*** Records shown ***

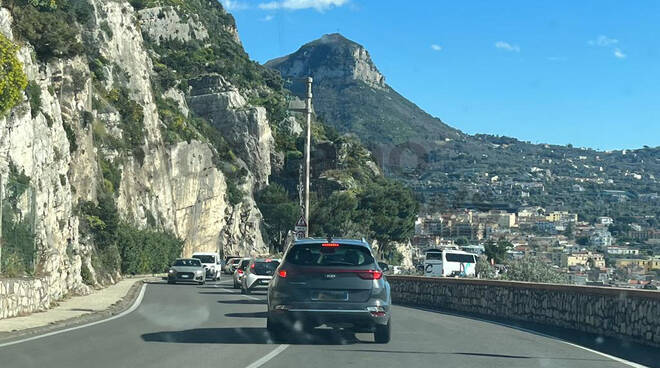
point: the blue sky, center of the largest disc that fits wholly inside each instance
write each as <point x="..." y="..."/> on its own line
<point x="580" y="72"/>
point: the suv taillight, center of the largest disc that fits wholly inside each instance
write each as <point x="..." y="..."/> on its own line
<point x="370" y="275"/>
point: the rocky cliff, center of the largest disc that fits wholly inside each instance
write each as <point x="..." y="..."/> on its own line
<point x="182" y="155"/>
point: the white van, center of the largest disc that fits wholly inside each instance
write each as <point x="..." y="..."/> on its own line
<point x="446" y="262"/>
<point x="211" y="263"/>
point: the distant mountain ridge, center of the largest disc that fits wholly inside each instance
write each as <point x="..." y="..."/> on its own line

*** End of Records shown ***
*** Records shown ***

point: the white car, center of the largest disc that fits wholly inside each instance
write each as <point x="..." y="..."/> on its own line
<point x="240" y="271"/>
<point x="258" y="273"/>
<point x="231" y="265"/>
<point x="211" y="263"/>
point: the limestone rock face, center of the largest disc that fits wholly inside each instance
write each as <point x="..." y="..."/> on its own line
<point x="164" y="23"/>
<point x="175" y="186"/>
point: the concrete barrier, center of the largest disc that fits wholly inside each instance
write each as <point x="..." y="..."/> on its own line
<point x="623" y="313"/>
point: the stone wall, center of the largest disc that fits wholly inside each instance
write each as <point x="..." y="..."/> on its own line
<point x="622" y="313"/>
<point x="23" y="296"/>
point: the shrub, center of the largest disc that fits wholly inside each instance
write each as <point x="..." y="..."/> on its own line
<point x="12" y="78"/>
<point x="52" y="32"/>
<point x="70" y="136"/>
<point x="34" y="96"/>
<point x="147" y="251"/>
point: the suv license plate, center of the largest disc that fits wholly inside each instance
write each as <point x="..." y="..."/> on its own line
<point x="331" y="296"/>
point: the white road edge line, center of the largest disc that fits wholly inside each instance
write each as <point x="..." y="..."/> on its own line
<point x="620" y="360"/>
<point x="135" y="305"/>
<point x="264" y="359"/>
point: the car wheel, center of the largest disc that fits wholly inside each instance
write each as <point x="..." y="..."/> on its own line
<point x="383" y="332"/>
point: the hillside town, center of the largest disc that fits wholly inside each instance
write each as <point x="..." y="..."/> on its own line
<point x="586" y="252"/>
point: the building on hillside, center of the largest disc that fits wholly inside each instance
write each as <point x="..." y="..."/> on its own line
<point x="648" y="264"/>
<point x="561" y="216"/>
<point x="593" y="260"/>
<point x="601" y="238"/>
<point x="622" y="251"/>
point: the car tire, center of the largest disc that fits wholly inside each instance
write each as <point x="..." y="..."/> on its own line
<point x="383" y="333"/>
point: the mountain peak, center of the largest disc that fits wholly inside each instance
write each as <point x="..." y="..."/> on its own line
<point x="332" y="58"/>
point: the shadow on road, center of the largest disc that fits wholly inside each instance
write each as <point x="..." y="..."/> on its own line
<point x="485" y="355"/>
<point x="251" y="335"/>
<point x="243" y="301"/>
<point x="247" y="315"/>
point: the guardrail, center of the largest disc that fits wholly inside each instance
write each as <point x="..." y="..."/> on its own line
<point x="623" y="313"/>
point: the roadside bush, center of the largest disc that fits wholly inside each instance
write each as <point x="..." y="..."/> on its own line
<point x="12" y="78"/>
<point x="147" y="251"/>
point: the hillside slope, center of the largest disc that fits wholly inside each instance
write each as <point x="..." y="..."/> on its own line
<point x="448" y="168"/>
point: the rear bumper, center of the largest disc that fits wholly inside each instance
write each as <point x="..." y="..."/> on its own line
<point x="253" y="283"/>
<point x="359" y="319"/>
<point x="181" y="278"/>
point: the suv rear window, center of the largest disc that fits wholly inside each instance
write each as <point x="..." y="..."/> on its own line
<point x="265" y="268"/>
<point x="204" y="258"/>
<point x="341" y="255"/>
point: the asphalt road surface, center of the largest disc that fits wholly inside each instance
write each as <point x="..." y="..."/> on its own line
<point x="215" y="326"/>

*** End of Records shown ***
*** Records shown ***

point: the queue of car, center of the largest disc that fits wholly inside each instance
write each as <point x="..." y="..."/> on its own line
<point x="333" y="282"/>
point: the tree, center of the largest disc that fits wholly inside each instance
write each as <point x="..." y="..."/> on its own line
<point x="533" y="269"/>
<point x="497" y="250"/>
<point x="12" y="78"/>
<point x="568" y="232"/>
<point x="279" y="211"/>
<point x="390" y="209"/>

*** End of Records shown ***

Problem to work on
Set down, exactly as they appear above, all lines from the one that has "point: the blue" down to the one that has "point: the suv taillight, center", including those two and no others.

Answer section
point: the blue sky, center of the largest disc that fits wholly inside each instance
write each as <point x="..." y="..."/> on its own line
<point x="580" y="72"/>
point: the suv taillight, center of the largest disc that fits wholly inside each instance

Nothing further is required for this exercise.